- _Given records_
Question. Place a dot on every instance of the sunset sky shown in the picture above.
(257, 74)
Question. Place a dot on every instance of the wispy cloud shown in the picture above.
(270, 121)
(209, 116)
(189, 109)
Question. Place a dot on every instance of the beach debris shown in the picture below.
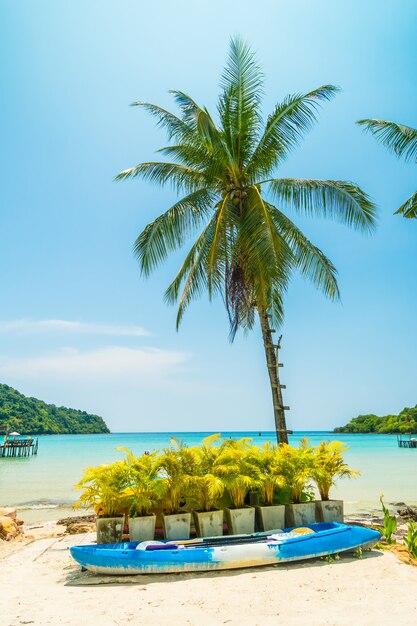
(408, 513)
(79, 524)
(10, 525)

==

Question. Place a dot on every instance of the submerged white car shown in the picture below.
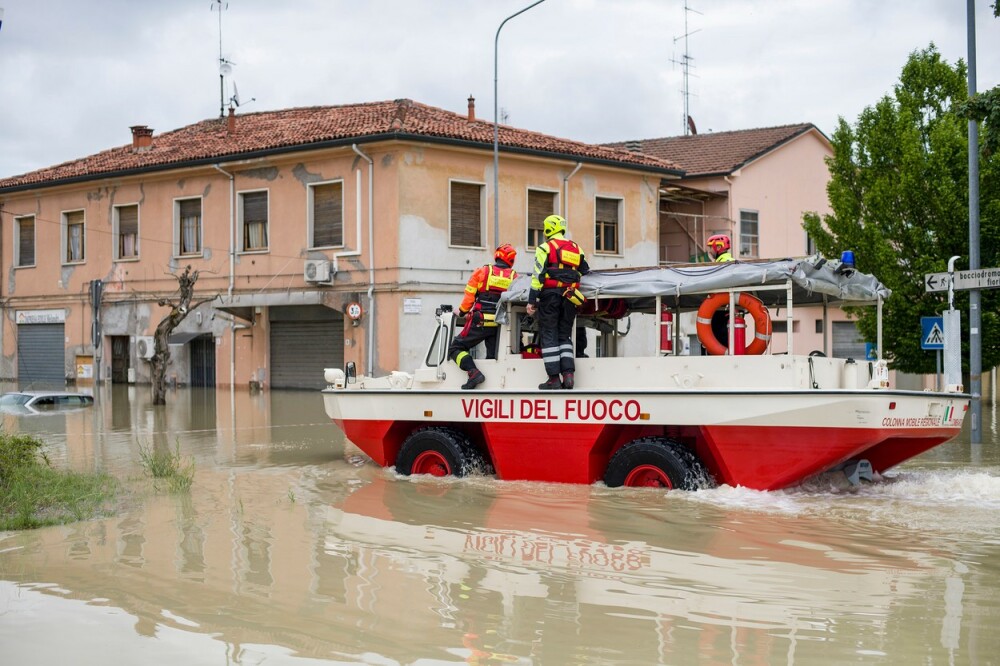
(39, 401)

- _Aim_
Extract every line of the items above that contains the word "shown".

- _Right answer_
Question. Place a dot on every instance of the sunset sky shown in the picture above.
Question. Place a dot on every instance of the wispy cloud shown in the picture above.
Question. Place a dot on every instance of the beach debris shown in the picture below.
Question. Place a dot on every instance of the submerged white car shown in the picture below.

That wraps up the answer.